*** DATASET Section Begins ***

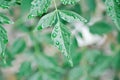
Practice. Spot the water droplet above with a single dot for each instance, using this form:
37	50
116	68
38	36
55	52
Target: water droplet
56	27
5	41
57	43
31	16
54	35
60	47
39	28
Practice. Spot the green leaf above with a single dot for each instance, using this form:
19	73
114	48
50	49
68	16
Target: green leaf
61	38
4	19
18	46
24	70
46	21
71	16
6	3
91	4
75	73
100	28
39	7
113	10
25	6
3	39
69	1
3	42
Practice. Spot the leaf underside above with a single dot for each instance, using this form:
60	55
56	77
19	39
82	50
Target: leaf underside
113	10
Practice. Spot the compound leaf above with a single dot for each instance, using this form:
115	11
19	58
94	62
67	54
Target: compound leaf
47	20
113	10
71	16
61	38
39	7
69	1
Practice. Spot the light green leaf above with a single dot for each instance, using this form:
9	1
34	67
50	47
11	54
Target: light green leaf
113	10
39	7
69	1
46	21
5	20
71	16
61	38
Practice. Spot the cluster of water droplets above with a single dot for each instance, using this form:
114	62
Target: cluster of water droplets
3	35
39	7
70	16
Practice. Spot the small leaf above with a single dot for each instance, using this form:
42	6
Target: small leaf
3	39
47	20
39	7
71	16
18	46
113	10
5	20
61	38
100	28
24	70
69	1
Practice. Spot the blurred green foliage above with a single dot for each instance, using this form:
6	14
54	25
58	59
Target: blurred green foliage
41	60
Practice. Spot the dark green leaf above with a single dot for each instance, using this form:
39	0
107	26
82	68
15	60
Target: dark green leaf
46	21
100	28
61	38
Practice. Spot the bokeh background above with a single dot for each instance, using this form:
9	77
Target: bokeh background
95	46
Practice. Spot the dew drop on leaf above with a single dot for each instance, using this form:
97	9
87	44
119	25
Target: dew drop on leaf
54	35
39	28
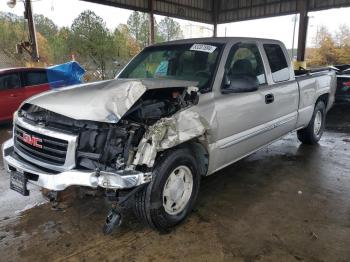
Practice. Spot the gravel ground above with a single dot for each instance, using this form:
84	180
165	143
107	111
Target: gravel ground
288	202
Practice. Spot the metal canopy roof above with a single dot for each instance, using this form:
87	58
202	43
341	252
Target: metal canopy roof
223	11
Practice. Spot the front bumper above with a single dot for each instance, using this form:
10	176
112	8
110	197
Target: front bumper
60	181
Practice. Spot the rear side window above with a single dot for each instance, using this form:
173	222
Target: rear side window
245	61
278	63
35	78
9	81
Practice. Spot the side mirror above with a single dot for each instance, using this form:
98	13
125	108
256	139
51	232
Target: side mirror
240	84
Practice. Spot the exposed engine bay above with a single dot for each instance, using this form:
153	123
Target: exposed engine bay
108	146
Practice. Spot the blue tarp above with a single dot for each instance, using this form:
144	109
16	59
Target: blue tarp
70	73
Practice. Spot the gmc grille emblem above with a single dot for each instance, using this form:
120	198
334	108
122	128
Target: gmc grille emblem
31	140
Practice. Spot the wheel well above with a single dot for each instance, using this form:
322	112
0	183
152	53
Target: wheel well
199	151
324	98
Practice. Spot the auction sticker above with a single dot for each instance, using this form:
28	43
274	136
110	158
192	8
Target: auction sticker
203	48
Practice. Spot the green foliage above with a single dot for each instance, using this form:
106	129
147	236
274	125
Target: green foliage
169	29
101	52
138	24
92	41
45	26
330	49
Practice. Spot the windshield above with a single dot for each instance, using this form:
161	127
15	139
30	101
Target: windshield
192	62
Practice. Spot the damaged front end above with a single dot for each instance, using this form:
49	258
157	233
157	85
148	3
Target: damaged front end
55	148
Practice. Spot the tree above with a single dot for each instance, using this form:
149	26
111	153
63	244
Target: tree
169	29
92	41
325	51
342	38
45	26
138	26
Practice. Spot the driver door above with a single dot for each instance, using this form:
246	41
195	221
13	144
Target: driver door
243	117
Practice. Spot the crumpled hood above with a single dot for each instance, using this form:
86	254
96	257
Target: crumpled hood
105	101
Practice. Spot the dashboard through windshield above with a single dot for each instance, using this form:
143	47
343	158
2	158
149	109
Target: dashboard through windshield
192	62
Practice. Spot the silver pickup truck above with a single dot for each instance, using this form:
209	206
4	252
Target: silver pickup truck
178	111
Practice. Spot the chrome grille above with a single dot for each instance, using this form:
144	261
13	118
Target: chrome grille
51	150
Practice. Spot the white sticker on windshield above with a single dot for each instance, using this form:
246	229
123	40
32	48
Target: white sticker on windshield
203	48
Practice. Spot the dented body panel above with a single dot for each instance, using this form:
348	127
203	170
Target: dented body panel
121	126
105	101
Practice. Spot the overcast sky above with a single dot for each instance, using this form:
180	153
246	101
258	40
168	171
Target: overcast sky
63	12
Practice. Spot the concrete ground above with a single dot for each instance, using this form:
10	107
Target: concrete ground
288	202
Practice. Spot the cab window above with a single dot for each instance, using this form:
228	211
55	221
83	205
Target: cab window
278	63
9	81
245	61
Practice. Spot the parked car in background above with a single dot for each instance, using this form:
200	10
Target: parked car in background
177	112
18	84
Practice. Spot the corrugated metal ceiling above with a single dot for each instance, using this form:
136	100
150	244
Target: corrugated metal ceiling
222	11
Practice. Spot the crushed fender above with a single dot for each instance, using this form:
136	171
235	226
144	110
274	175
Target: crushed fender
167	133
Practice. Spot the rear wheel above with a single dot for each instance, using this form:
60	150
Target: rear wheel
170	197
313	132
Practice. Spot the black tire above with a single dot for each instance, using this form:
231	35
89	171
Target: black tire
307	135
148	206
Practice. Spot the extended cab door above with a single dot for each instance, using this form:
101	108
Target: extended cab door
11	94
250	120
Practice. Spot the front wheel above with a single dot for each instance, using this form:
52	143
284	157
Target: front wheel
170	197
313	132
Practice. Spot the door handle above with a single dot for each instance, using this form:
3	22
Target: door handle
269	98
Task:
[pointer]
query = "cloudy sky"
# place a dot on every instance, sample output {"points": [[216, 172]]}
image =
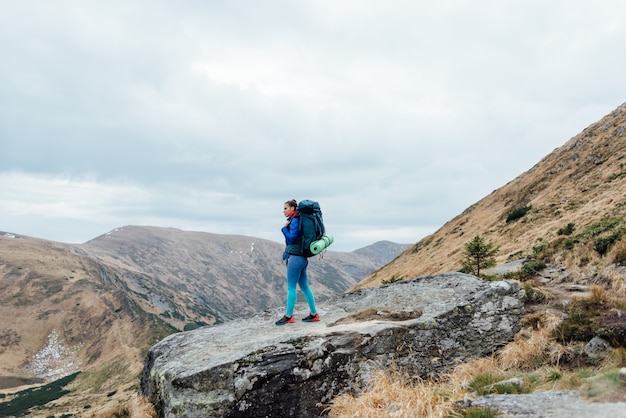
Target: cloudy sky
{"points": [[395, 115]]}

*** DATASET Section Ends ***

EXERCISE GOAL
Transcribe all of the data above verbatim but omit every picture.

RESULT FOR THIS TASK
Practice. Spot the water droplet above with a single dot for each instance, using this form:
37	50
116	68
38	36
55	52
Target: water droplet
56	27
5	41
57	43
31	16
54	35
60	47
39	28
Practice. Spot the green leaf above with a single dot for each instance, using this form:
19	73
114	48
50	49
68	16
Target: green leaf
61	38
4	19
18	46
24	70
46	21
71	16
6	3
91	4
75	73
100	28
39	7
113	10
25	6
3	39
69	1
3	42
Practice. Spot the leaf underside above with a single dot for each instance, using this form:
60	55
56	77
19	39
82	50
Target: leaf underside
113	10
Practice. Spot the compound leaf above with a single dot for each instance, using this form:
115	11
19	58
94	62
67	54
Target: compound leaf
47	20
113	10
71	16
61	38
39	7
69	1
Practice. Spot the light green leaf above with a single dot for each instance, using this form:
9	1
34	67
50	47
11	54
Target: light green leaf
113	10
39	7
69	1
46	21
5	20
71	16
61	38
Practice. Spot the cluster of water droplets above with a single dot for each instance, using this form:
114	62
Target: cluster of water droplets
3	35
39	7
70	16
Practice. Spot the small leaf above with a single dot for each instance, using this form:
42	6
Target: small leaf
3	39
47	20
39	7
71	16
18	46
113	10
5	20
61	38
100	28
24	70
69	1
Practice. Spot the blurred green foliage above with a single dot for each instance, using this form:
6	14
54	25
58	59
Target: blurred green foliage
41	60
Practice. Spot the dark green leaf above with a single dot for each instance, using this form:
39	0
107	26
82	68
15	60
Target: dark green leaf
46	21
100	28
61	38
Practice. Spot the bokeh background above with a single dot for each instance, using this form:
9	77
Target: bokeh background
95	46
Practice. Spot the dew drop on leaf above with a single dot for each instance, using this form:
97	9
87	44
119	25
Target: dew drop on leaf
54	35
39	28
Practice. Spot the gravel ground above with a single dot for each instance, using this form:
84	180
165	143
107	111
Target: gravel ground
288	202
Practice. Spot the metal canopy roof above with a single dot for each instance, using this form:
87	58
202	43
341	252
Target: metal canopy roof
223	11
Practice. Spot the front bumper above with a single dot for each instance, using this form:
10	176
112	8
110	197
Target: front bumper
60	181
Practice. Spot the rear side window above with a single dot for each instance, using this form:
173	222
Target: rear side window
245	61
278	63
35	78
9	81
Practice. Spot the side mirror above with a single dot for each instance, using this form:
98	13
125	108
256	139
51	232
Target: side mirror
240	84
Practice. Spot the exposed engine bay above with a single dot for each instance, using this form:
153	123
Target: exposed engine bay
108	146
Practice. Spot the blue tarp above with a single dot for each instance, using this form:
144	109
16	59
Target: blue tarp
70	73
Practice. Spot the gmc grille emblem above with a single dot for each instance, using this form:
120	198
334	108
122	128
Target: gmc grille emblem
31	140
Practice. Spot the wheel well above with a single dot for each instance, using this form:
322	112
0	183
152	53
Target: wheel well
199	151
324	98
Practice. Spot the auction sticker above with a single dot for each instance, using this form:
28	43
274	136
110	158
192	8
Target: auction sticker
203	48
Practice. Spot the green foliage above with a single dot for each instance, using this form:
106	129
147	236
274	125
Target: green foliage
169	29
101	52
138	24
92	41
45	26
330	49
Practice. Spot the windshield above with a single dot for each instance, using this form:
161	127
15	139
30	101
Target: windshield
192	62
Practice. Spot the damaged front end above with a single dot for each instance, using this form:
49	258
157	233
157	85
148	3
Target: damaged front end
55	148
Practice. Spot the tree above with a single dot for each instance, using this form:
149	26
111	153
63	244
Target: tree
169	29
92	41
325	51
342	38
45	26
138	26
Practice. Spot the driver door above with a single dot for each instance, using this form:
246	41
195	221
13	144
Target: driver door
243	117
Practice. Spot the crumpled hood above with a single dot for each instance, using this form:
86	254
96	257
Target: crumpled hood
105	101
Practice. Spot the dashboard through windshield above with a single dot for each instance, using this form:
143	47
343	158
2	158
149	109
Target: dashboard through windshield
192	62
Practice. Spot the silver pickup truck above with a single dot for each instance, using this form:
209	206
4	252
Target: silver pickup truck
178	111
Practice. Spot the chrome grille above with a single dot for each instance, using this form:
144	261
13	118
Target: chrome grille
51	150
Practice. Spot the white sticker on windshield above with a single dot for each instance, using this form:
246	229
123	40
32	48
Target: white sticker on windshield
203	48
Practice. Spot the dented body panel above with a single dot for each instance, using this form:
348	127
203	170
Target: dented body panel
121	126
105	101
Practice. Spot the overcast sky above with a single dot for each instance, using this form:
180	153
246	101
258	40
168	171
Target: overcast sky
63	12
Practice. Spot the concrete ground above with a single dot for each instance, using this form:
10	107
Target: concrete ground
288	202
Practice. Spot the cab window above with a single dot for each instance, using this form:
228	211
55	221
83	205
Target: cab window
278	63
9	81
245	61
Practice. Spot the parked car in background above with a single dot for each instance, using this form:
200	10
Target: parked car in background
177	112
18	84
Practice. Spot the corrugated metal ceiling above with a single dot for each instance, using this form:
136	100
150	244
Target: corrugated metal ceiling
222	11
Practice. Spot the crushed fender above with a single dot for each instance, using this form:
136	171
235	226
144	110
274	175
Target: crushed fender
167	133
Practice. Spot the rear wheel above with a single dot for each instance, using this form:
60	150
Target: rear wheel
170	197
313	132
Practice. Spot the black tire above with a single dot for each instance, using this form:
231	35
89	171
Target: black tire
307	135
148	206
Practice. Spot the extended cab door above with a single dot for each instance, using this form:
101	108
Target: extended cab door
11	94
250	120
Practice. Spot the front wheel above with a single dot for each instance, using this form:
52	143
284	157
Target: front wheel
170	197
313	132
Practice. Spot the door handle above with a single dot for each instance, using this form:
3	22
Target: door handle
269	98
Task:
[pointer]
query = "cloudy sky"
# place a dot on every instance, sample output {"points": [[216, 172]]}
image =
Target: cloudy sky
{"points": [[395, 115]]}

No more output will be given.